## Exercise description
Write out the lines from the one with "of the yellow" up to and including the one with "column 753, row 509", swapping "Query" for "Target" and keeping everything else as it is. Leave the pictures out.

---- Data excerpts

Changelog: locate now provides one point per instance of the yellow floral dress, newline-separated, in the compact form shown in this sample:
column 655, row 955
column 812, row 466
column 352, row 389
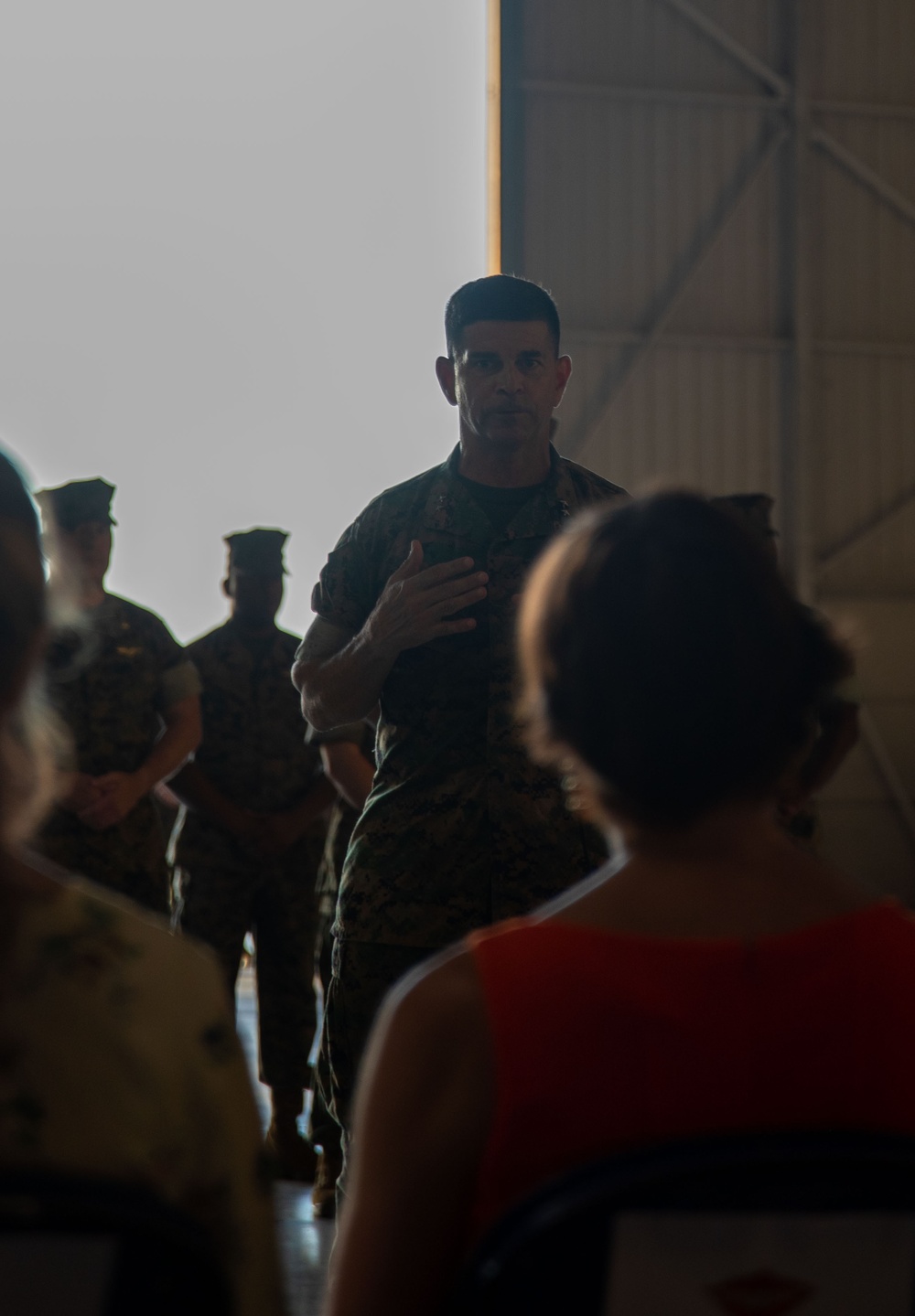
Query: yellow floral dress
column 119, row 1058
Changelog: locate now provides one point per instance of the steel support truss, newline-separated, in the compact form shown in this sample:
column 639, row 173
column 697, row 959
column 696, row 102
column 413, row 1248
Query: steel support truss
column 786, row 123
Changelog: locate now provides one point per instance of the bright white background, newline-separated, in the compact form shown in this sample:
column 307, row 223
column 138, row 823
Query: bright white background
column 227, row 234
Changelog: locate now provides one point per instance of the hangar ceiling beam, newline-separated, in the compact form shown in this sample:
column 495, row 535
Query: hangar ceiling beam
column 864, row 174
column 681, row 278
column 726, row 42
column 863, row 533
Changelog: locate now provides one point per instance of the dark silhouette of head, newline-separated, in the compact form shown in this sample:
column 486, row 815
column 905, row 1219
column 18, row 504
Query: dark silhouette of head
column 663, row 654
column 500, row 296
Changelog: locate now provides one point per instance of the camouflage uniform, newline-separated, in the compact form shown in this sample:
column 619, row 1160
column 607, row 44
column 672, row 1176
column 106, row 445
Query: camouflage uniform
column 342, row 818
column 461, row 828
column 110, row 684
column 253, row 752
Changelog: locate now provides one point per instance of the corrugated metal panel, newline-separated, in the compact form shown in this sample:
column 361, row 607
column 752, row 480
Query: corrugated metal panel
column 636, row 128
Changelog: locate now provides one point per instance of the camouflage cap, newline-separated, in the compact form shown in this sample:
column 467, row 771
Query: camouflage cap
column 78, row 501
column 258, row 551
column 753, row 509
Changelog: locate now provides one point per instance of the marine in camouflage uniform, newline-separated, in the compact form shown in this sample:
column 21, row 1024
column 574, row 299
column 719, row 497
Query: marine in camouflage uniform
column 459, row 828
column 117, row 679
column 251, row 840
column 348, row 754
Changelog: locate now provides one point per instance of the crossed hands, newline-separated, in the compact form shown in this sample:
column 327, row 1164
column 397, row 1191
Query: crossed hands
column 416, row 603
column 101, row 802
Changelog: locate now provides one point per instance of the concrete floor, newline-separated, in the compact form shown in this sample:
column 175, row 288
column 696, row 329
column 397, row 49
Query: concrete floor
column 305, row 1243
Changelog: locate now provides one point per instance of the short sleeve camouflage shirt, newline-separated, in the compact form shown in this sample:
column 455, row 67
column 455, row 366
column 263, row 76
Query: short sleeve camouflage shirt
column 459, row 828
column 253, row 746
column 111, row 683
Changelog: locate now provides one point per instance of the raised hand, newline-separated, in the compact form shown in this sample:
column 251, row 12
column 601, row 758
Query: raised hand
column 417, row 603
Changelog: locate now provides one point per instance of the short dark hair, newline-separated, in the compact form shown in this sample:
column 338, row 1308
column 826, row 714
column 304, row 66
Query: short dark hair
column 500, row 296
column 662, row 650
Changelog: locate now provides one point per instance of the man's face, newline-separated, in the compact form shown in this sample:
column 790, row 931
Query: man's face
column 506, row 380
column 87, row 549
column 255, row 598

--------
---- Data excerpts

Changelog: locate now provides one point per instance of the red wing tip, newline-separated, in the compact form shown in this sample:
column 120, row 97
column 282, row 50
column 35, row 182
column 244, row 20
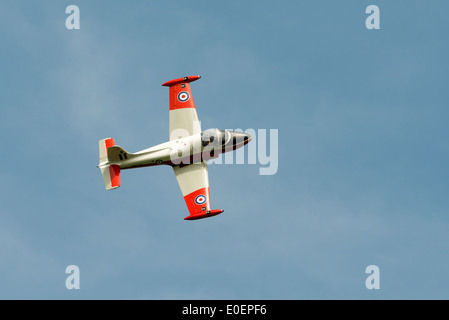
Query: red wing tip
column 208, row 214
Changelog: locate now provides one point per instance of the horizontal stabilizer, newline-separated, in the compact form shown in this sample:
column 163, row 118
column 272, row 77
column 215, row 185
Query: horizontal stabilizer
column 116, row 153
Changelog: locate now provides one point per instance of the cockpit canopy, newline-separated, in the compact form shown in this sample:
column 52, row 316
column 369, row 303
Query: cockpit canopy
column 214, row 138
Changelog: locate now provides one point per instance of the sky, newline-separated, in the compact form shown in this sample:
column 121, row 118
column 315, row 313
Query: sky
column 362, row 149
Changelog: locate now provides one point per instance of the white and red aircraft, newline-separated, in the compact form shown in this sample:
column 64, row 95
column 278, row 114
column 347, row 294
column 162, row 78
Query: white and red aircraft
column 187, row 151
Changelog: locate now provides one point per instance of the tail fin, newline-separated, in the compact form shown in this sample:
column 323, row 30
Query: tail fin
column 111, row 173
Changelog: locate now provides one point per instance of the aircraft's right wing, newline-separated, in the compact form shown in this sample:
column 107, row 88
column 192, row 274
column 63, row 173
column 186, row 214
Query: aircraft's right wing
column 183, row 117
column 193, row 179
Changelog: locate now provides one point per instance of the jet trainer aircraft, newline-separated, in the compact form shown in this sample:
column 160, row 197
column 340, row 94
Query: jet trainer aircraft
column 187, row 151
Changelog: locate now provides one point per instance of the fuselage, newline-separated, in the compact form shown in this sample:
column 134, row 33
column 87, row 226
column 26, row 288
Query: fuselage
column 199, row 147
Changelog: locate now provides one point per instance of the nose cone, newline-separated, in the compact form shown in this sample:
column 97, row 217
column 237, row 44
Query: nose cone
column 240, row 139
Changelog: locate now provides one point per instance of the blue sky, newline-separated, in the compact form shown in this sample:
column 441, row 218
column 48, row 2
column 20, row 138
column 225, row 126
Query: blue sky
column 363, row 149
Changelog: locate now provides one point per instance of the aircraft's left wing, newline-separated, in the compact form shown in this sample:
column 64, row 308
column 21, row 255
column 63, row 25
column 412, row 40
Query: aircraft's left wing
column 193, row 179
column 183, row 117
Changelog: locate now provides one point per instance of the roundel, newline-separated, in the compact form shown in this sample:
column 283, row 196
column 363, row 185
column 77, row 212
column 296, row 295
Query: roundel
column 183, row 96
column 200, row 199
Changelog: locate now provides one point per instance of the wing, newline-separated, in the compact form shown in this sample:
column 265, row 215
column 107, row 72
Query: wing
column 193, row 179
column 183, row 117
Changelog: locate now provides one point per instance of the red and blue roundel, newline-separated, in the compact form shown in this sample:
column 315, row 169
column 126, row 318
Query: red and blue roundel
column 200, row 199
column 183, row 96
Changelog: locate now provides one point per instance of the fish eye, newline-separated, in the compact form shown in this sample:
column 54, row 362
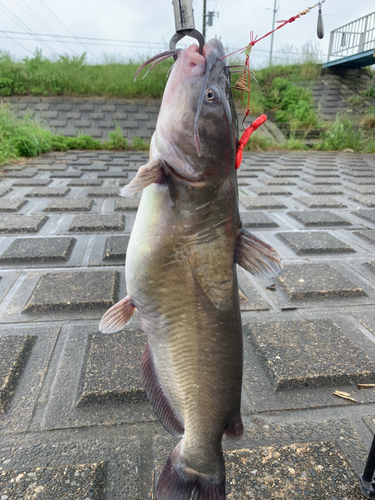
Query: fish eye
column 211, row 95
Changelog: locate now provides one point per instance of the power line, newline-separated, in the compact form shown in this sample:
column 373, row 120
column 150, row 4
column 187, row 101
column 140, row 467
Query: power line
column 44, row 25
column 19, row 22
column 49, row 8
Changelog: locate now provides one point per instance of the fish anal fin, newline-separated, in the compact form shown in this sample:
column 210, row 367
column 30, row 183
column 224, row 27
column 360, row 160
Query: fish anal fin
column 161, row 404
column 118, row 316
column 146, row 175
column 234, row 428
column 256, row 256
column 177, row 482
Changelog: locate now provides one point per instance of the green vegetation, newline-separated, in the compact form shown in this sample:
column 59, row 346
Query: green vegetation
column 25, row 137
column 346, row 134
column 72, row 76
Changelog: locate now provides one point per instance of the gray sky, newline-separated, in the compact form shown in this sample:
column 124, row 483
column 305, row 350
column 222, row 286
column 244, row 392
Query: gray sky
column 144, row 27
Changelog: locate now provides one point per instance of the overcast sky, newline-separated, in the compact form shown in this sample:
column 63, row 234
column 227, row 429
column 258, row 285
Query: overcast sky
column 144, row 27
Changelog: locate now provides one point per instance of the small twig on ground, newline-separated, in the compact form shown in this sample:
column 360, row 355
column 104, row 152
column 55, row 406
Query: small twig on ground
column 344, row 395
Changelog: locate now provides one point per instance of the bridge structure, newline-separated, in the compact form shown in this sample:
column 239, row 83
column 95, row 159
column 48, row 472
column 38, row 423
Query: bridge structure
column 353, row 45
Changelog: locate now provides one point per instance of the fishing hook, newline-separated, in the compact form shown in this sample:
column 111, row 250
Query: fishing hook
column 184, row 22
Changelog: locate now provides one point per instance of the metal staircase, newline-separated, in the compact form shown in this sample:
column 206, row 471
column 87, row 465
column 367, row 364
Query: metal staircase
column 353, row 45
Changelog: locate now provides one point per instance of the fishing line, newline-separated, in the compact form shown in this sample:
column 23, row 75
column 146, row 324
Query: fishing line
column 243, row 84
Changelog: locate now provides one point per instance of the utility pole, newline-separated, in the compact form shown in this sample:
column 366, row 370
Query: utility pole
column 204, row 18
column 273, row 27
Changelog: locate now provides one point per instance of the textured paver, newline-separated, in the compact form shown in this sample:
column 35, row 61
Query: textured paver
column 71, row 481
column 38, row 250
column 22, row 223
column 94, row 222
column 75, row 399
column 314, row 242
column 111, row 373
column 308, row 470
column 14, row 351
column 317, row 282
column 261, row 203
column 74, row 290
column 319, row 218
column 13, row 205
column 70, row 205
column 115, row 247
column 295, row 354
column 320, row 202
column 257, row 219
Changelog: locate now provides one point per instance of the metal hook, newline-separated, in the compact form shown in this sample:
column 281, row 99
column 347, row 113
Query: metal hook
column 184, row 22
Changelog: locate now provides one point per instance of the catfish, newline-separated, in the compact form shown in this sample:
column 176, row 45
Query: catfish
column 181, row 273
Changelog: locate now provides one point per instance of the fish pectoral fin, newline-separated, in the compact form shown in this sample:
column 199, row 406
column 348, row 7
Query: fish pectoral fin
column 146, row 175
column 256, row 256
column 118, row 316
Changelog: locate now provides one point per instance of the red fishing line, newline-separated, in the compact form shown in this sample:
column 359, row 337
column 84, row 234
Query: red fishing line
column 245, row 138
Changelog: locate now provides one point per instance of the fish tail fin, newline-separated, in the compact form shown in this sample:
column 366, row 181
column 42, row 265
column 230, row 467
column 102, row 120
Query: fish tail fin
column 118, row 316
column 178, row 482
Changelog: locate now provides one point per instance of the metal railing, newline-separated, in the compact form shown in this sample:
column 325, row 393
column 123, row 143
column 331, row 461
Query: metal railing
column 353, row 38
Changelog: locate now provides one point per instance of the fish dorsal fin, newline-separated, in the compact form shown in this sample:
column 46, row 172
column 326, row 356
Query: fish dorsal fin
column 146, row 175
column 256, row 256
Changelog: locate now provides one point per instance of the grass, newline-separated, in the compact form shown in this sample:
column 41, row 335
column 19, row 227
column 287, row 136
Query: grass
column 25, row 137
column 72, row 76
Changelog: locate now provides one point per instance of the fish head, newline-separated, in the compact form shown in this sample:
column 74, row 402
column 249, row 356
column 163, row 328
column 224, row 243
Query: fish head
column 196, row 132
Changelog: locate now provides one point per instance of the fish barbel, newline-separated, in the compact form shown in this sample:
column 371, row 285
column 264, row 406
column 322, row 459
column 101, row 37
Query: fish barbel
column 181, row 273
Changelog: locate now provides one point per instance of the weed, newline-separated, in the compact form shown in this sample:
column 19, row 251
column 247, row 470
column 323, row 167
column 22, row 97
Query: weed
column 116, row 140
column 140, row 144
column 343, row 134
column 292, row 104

--------

## Solution
Changelog: locate now provides one point per instance of the yellow floral dress, newline-separated, in the compact form shown in this sample:
column 655, row 955
column 812, row 466
column 352, row 389
Target: yellow floral dress
column 119, row 1058
Changelog: locate now provides one point per instance of the steel support truss, newline-separated, in the compact form shown in this sample:
column 639, row 173
column 697, row 959
column 696, row 102
column 413, row 1248
Target: steel support truss
column 786, row 123
Changelog: locate now provides one point per instance of the bright white background, newline-separated, in the compact form shown in this sample:
column 307, row 223
column 138, row 823
Target: bright white background
column 227, row 234
Changelog: locate now provides one point per instance of the hangar ceiling beam, newline-separated, in the compact form shown in this sample:
column 495, row 535
Target: hangar ceiling beam
column 864, row 174
column 681, row 278
column 726, row 42
column 863, row 533
Changelog: locate now provides one point per instance of the dark silhouette of head, newline-separated, in the compact form shown in this sample:
column 486, row 815
column 905, row 1219
column 18, row 504
Target: dark silhouette of head
column 663, row 654
column 500, row 296
Changelog: locate now provides one point per instance of the camouflage uniform, newline-separated, in the compact form shown in this sample:
column 619, row 1160
column 607, row 44
column 672, row 1176
column 106, row 445
Target: camouflage uniform
column 342, row 818
column 461, row 828
column 110, row 684
column 253, row 752
Changelog: locate now provides one point per instance of the corrugated metal panel, newline-separated, in the compact form shown in this sample:
column 361, row 607
column 752, row 480
Target: corrugated metal panel
column 636, row 128
Changelog: locate now provides one point per instance of the camouflage cap, newline-separated, in the compact form shown in this sample:
column 467, row 771
Target: camouflage cap
column 78, row 501
column 258, row 551
column 753, row 509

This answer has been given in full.